● **Exercise tasks**:
a - In the film review below, who directed the concert film Lightning in a Bottle?
b - Do these statements agree with the film review below? (i) Martin Scorsese directed the film. (ii) The house band includes Dr. John. (iii) The reviewer found Chuck D's version of "Boom, Boom" well judged.
c - Summarize the film review below in two sentences.

● **Text**:
* * *

Wherever true, rootsy blues growl or moan into the air, there's a lot of love in the room. Most times, there's as much pain to be heard in these messages from the soul. When the room is Radio City Music Hall, and the artists include Mavis Staples, Ruth Brown, Odetta, Solomon Burke, Buddy Guy, Bonnie Raitt, and B.B. King, you best believe that you'll feel the love in each hard-earned note. As seen through the lens of Antoine Fuqua in his concert film Lightning in a Bottle, 2003's "Salute to the Blues" benefit concert is a living history of the blues, a reception wedding legendary artists to their deeply influenced pop successors, and a jam to die for.
Executive producer Martin Scorsese also produced the PBS miniseries The Blues last year, and Fuqua occasionally stitches in bits of blues history (and American history) in a stuttered attempt at contextualizing some of the songs. Rehearsal and backstage footage gives a taste of the bigger picture of the star-studded event, but the meat of the film is in the performances. A majority of the numbers—backed mostly by a stellar house band which includes Levon Helm, Keb' Mo', and Dr. John—fully arrest the audience, a handful feel perfunctory, and a couple struck me as out-and-out ill-advised: Steven Tyler and Joe Perry's "I'm a King Bee" and Chuck D's rapped deconstruction of John Lee Hooker's guitar standard "Boom, Boom."

* * *

● **Extracted material**:

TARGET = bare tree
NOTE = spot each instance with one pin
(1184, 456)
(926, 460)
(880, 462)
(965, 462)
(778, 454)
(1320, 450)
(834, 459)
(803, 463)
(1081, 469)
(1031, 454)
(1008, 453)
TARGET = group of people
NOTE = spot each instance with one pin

* * *

● **Exercise solutions**:
a - Antoine Fuqua.

b -
(i) No: "Executive producer Martin Scorsese"
(ii) Yes: "a stellar house band which includes Levon Helm, Keb' Mo', and Dr. John"
(iii) No: "a couple struck me as out-and-out ill-advised"

c - Antoine Fuqua's concert film Lightning in a Bottle captures the 2003 "Salute to the Blues" benefit at Radio City Music Hall, with artists such as B.B. King, Buddy Guy and Bonnie Raitt, as a living history of the blues. Its strength lies in the performances, most of which fully arrest the audience, though Fuqua's bits of history are a stuttered attempt at context, a few numbers feel perfunctory, and a couple seem ill-advised.